*DIRECTIONS FOR THIS TASK*. All lines from the one containing "Exercise. For every instance of the whole" to the end of the entries below should be output exactly as they appear. No other lines should be output.

*GIVEN DATA*.

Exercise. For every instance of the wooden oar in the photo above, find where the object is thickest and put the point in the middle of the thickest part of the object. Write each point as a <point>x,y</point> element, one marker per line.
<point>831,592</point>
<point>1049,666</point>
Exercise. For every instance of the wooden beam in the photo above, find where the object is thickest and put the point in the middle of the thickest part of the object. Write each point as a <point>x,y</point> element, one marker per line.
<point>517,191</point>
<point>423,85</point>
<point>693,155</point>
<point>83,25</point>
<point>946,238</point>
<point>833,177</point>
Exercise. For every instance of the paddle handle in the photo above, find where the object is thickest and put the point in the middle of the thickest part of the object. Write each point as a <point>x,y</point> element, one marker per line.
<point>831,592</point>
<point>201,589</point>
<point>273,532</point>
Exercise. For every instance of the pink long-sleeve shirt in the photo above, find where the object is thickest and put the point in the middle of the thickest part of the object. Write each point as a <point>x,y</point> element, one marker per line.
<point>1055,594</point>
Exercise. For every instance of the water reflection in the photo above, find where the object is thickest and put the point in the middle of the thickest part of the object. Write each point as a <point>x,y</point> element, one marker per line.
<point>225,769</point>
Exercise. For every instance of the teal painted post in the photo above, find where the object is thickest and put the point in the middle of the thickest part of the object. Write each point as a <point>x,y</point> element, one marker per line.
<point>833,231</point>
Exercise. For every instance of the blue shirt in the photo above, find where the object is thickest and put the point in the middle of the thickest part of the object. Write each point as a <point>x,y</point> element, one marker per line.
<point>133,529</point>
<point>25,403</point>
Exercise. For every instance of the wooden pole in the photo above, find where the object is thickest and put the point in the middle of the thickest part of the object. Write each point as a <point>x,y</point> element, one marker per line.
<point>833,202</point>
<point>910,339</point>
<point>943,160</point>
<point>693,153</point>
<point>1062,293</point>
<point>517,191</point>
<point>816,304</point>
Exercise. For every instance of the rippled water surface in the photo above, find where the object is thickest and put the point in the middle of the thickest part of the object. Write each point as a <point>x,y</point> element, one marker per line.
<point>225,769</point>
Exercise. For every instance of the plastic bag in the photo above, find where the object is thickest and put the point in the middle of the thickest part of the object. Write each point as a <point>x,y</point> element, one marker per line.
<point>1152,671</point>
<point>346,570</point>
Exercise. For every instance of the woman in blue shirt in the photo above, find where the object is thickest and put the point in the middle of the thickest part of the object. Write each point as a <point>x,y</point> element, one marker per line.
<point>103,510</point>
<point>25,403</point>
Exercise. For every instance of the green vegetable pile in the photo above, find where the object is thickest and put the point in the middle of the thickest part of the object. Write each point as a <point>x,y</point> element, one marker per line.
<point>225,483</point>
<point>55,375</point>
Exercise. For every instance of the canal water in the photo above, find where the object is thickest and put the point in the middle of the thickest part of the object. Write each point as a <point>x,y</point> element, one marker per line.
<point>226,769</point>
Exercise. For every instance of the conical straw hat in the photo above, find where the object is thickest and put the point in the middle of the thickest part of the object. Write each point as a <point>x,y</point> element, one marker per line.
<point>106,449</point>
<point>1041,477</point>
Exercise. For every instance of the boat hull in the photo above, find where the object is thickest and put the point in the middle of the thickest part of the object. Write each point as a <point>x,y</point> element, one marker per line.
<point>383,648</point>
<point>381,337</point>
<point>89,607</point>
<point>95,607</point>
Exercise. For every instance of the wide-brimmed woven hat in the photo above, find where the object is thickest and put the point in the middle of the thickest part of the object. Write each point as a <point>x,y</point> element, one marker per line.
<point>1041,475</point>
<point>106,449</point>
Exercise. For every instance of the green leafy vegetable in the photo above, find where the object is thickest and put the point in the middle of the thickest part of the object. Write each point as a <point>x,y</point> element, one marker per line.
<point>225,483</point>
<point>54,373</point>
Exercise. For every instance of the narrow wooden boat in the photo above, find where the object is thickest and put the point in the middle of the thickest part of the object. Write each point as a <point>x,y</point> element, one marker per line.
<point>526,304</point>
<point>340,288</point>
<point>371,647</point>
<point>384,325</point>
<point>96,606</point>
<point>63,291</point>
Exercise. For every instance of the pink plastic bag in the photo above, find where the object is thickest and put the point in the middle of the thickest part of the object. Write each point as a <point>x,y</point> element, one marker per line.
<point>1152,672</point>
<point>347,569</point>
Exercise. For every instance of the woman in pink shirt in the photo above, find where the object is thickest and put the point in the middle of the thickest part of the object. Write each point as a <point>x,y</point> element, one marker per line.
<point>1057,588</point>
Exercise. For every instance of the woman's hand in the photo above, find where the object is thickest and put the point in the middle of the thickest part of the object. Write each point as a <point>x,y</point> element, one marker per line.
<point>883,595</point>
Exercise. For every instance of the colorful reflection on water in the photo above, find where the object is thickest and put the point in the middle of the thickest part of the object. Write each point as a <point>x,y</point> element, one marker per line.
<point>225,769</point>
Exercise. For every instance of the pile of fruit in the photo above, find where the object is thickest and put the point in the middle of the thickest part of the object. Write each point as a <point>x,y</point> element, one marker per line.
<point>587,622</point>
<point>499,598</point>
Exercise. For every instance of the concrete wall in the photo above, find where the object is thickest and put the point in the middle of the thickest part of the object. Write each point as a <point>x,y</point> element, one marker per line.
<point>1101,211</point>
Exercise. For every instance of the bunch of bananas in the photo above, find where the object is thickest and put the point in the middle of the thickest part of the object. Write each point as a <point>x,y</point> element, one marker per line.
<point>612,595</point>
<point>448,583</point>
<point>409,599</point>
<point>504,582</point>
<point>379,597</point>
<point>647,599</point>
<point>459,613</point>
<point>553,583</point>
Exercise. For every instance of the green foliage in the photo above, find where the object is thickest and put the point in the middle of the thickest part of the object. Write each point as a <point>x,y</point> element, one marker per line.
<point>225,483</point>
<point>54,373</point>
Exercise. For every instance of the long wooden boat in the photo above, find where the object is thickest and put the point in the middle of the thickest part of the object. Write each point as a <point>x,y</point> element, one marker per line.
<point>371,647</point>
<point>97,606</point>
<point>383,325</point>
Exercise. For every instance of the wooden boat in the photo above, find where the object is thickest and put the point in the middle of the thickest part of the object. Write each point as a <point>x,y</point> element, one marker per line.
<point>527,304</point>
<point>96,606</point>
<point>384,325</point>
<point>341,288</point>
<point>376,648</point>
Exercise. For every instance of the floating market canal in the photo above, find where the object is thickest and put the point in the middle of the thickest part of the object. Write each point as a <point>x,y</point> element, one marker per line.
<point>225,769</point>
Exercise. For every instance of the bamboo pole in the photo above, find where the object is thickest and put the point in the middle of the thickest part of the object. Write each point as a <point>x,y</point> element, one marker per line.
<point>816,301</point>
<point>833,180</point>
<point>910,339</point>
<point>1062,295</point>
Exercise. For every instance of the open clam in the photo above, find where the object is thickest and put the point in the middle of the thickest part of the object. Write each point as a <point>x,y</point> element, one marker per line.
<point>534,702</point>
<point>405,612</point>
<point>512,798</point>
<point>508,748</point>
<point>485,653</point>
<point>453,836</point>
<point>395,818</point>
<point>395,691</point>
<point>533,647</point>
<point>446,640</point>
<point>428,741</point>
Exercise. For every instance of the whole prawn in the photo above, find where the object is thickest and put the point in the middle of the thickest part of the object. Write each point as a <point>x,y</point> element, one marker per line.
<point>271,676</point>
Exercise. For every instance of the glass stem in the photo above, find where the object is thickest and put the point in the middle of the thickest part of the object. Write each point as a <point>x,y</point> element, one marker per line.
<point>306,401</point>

*ANSWER BELOW*.
Exercise. For every instance of the whole prawn in the photo above, find where the object is thickest and put the point in the middle of the thickest part of the object. Write each point as a <point>x,y</point> element, one marker per line.
<point>271,676</point>
Exercise. For every instance of the glass stem in the photo above, find where the object is thickest and put the point in the middle of the thickest part of the object. Write each point as a <point>x,y</point> element, one marker per line.
<point>306,401</point>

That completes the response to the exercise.